## Passage
Monday, November 12, 2012

Celebrating the shoulder shrug


Last week I saw one physiotherapist and two doctors who had not seen me for a few weeks.  Every one of them was very positive and enthusiastic about my newfound (re-found?) ability to shrug my shoulder. "I think that's excellent" and "I'm so excited about this!" were a couple of the comments I received which led me to realise that this shoulder shrug is not just a shoulder shrug.


The last month has been a little better.  I have been deliberately cautious with my exercises, taking the advice that I had not to do anything that was going to aggravate my pain.  When I saw the physio at UPenn in September, his recommendation was to focus on calming the pain because I would never make progress functionally unless my pain was under control.  Initially it felt a bit like I was letting the pain beat me. My shoulder felt tighter and I had a lot of burning pain in my hand (possibly from nerve compression).  I felt that not increasing my exercises was a step backwards instead of going forward.  At the same time I felt like listening to my body also made sense; it was like I had been fighting it for over a year, especially since my surgery, and now I really had to let it guide me.  It took a few weeks to really get my head around this and I certainly didn't get instant results (given up on those!) but now I do feel like it is beginning to work.


I've also been tolerating more manual manipulation by taking Valium when I go to physio.  It seems to be increasing my range of motion now and my scapula has gone from feeling solid and 'stuck' to feeling more like it is pulling against sticky toffee when I try to move it.  It's really just more torture, but it does seem to be helping!


My pain is still high, but less aggressive and angry pain.  It is more constant, steady, and just about controlled by my painkillers now rather than feeling like it is attacking me all the time.  I have stuck with the very basic exercises - small movements, no pushing anything and taking a day off when I need it - and I am very slowly beginning to see results.

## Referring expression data
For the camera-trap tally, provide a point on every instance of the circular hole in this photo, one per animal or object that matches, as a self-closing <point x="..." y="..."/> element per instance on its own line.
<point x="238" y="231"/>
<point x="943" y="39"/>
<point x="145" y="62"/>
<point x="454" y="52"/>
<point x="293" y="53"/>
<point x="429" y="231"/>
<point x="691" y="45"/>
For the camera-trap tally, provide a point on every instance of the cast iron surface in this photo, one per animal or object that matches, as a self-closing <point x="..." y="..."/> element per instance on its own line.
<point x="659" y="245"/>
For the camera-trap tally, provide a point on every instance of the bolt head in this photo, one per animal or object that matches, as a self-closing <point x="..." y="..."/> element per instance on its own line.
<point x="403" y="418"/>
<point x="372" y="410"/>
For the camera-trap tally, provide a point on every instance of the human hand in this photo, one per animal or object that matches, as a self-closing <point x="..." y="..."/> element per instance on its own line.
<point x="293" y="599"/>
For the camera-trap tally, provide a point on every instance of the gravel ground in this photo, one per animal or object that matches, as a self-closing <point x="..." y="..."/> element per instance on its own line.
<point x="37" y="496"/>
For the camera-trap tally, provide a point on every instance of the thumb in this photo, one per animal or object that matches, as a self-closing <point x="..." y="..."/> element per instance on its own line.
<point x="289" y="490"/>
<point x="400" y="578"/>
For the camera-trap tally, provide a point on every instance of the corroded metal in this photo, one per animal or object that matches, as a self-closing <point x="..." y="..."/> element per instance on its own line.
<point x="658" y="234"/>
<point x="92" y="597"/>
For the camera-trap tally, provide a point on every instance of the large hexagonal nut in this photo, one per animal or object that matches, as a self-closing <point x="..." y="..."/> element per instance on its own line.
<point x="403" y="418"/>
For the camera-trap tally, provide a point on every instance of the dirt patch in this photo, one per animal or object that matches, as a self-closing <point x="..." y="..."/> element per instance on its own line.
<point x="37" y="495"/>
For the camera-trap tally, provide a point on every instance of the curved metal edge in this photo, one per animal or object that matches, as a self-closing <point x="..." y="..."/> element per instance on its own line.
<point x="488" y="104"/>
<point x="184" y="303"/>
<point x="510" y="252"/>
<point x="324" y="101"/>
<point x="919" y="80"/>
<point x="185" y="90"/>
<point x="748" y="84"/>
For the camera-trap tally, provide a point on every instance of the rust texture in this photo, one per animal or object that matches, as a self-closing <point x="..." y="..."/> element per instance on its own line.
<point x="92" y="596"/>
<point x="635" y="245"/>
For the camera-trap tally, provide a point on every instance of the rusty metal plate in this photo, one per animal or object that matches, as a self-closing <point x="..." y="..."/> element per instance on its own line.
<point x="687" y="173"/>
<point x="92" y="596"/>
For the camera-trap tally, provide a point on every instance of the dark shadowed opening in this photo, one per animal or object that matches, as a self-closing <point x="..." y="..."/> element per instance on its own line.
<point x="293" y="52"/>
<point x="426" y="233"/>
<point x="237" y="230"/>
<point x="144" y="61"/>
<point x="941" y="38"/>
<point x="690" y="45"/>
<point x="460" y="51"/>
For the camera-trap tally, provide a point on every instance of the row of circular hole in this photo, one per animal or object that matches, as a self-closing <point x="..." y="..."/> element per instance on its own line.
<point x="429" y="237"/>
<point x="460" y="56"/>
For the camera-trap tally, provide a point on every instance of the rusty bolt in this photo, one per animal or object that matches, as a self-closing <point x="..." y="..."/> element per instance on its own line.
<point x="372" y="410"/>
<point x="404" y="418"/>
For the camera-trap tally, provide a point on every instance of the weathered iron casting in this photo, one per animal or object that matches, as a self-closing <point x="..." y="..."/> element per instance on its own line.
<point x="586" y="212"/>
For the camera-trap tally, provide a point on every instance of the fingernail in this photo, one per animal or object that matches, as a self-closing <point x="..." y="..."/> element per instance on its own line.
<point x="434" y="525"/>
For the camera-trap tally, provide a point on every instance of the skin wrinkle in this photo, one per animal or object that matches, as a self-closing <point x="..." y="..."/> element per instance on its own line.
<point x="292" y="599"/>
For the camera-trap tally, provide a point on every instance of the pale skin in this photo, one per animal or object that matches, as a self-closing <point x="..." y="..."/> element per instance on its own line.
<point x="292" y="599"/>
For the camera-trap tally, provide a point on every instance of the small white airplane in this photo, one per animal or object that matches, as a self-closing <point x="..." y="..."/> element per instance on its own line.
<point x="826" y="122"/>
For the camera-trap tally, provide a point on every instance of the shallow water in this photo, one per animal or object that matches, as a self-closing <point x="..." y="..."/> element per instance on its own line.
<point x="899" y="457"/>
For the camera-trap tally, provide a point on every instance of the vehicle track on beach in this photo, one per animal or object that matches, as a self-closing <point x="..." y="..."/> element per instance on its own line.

## Tasks for this exercise
[A] According to the blog post, what does the writer take before going to physio in order to tolerate more manual manipulation?
[B] Quote the blog post word for word, starting at "Monday, November 12, 2012" and ending at "a shoulder shrug.".
The records were taken from a separate source.

## Responses for each task
[A] Valium.

[B]
Monday, November 12, 2012

Celebrating the shoulder shrug


Last week I saw one physiotherapist and two doctors who had not seen me for a few weeks.  Every one of them was very positive and enthusiastic about my newfound (re-found?) ability to shrug my shoulder. "I think that's excellent" and "I'm so excited about this!" were a couple of the comments I received which led me to realise that this shoulder shrug is not just a shoulder shrug.